*** Dataset records Section Begins ***

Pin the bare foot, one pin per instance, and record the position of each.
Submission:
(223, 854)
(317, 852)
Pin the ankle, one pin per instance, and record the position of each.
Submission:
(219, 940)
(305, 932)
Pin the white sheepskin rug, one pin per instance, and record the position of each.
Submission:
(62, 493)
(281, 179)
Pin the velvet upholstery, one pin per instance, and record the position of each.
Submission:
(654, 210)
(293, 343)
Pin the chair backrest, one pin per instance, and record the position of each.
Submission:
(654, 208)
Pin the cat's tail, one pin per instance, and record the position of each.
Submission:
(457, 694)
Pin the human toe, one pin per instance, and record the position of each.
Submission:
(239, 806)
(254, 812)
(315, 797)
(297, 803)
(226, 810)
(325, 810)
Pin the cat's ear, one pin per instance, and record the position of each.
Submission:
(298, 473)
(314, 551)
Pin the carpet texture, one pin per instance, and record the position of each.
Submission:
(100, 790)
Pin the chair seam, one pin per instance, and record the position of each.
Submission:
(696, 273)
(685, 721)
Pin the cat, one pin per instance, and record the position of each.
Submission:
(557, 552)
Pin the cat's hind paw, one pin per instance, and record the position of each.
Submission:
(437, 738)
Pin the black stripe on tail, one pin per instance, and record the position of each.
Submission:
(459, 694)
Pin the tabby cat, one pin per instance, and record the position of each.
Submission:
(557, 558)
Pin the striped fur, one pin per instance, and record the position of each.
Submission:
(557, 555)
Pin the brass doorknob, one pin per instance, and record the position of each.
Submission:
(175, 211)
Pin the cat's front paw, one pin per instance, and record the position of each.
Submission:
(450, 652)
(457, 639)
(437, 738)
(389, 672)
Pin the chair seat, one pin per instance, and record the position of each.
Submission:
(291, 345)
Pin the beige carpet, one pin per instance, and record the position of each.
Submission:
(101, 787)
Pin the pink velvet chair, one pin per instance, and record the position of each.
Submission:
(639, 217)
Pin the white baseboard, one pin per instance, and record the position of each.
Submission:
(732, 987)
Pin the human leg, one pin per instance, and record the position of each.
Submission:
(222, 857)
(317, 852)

*** Dataset records Section Ends ***
*** Dataset records Section Begins ***

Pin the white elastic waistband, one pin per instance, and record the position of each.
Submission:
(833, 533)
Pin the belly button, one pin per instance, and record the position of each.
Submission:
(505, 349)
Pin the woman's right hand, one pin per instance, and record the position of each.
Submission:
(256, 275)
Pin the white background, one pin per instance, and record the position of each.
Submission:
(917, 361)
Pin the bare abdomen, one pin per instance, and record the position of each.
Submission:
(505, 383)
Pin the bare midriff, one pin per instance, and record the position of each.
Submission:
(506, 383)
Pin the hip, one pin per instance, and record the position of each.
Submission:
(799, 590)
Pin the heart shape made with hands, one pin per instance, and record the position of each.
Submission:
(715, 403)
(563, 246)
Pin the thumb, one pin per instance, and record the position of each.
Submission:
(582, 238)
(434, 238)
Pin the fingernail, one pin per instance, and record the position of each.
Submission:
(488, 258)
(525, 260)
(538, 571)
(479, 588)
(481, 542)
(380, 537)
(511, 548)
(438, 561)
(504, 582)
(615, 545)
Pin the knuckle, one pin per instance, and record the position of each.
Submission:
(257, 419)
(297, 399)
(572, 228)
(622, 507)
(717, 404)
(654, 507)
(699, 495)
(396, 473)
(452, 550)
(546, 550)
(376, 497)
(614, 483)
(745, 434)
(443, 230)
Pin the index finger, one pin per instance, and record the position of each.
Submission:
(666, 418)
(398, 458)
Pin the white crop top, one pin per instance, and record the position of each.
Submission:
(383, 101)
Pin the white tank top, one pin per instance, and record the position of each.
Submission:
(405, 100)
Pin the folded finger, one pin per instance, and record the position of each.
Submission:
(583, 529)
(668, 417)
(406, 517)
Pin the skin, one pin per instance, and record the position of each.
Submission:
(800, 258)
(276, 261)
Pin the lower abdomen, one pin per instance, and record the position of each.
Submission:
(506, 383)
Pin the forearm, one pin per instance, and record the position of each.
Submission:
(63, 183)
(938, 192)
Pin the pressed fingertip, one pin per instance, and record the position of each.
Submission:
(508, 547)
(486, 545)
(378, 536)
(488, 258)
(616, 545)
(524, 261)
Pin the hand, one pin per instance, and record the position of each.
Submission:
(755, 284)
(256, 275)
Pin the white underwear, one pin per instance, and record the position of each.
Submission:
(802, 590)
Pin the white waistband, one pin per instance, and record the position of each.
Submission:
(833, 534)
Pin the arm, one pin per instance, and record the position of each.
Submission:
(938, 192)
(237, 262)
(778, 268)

*** Dataset records Section Ends ***

### [Task goal]
Each line above where the word "chair" occurs should be copied out.

### [Answer to the problem]
Pin the chair backrest, one pin per instance, and record the position of each.
Pin the chair seam, one pin per instance, and record the position of each.
Pin the chair seat, one pin per instance, and record the position of each.
Pin the pink velvet chair, one pin per instance, and record the position of each.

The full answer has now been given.